### 提取的数据条目:
· · · · · · ·

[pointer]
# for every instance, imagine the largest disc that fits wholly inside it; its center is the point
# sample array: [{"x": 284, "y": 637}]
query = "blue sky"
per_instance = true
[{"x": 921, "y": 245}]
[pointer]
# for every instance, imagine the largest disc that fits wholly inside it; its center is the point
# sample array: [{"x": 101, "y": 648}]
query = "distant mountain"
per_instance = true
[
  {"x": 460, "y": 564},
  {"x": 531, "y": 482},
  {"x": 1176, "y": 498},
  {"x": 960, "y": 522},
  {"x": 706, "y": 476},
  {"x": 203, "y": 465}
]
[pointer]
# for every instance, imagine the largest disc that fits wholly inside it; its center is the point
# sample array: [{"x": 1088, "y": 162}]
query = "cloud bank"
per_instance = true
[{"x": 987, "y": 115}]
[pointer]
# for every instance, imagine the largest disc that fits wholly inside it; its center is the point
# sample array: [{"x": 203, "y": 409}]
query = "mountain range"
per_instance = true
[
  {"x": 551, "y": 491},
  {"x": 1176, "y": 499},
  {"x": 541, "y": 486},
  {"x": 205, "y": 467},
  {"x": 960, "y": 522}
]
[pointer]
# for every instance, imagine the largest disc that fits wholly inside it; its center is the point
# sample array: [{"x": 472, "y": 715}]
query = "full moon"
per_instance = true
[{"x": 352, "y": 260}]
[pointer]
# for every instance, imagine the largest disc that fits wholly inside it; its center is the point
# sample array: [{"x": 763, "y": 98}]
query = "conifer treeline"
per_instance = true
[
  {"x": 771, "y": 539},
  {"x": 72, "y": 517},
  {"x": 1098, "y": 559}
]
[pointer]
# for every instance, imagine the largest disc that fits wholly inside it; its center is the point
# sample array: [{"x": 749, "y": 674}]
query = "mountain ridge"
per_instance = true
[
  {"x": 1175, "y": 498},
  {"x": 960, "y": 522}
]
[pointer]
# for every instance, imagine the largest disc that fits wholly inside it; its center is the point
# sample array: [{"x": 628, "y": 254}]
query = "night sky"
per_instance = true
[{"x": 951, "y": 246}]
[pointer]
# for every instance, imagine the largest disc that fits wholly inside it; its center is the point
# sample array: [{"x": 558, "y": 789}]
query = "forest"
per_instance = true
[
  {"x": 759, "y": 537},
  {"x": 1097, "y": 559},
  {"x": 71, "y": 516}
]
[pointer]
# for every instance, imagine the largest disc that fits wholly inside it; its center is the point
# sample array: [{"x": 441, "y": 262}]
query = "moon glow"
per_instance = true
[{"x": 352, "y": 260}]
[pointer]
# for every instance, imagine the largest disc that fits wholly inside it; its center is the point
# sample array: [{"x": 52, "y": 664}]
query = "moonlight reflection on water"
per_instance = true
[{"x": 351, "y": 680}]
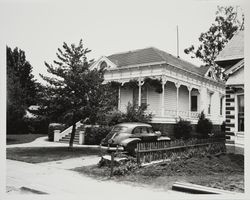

· · · · · · ·

### 任务要求:
上面的记录中，哪些行含有字符串“array”？请把这些行逐一收集并照抄出来，匹配时区分大小写。

### 解答示范:
# sample array: [{"x": 284, "y": 637}]
# sample array: [{"x": 101, "y": 648}]
# sample array: [{"x": 1088, "y": 162}]
# sample array: [{"x": 203, "y": 409}]
# sample array: [{"x": 472, "y": 715}]
# sample array: [{"x": 763, "y": 98}]
# sample array: [{"x": 749, "y": 674}]
# sample array: [{"x": 628, "y": 254}]
# sample array: [{"x": 558, "y": 789}]
# sample array: [{"x": 441, "y": 262}]
# sample array: [{"x": 52, "y": 664}]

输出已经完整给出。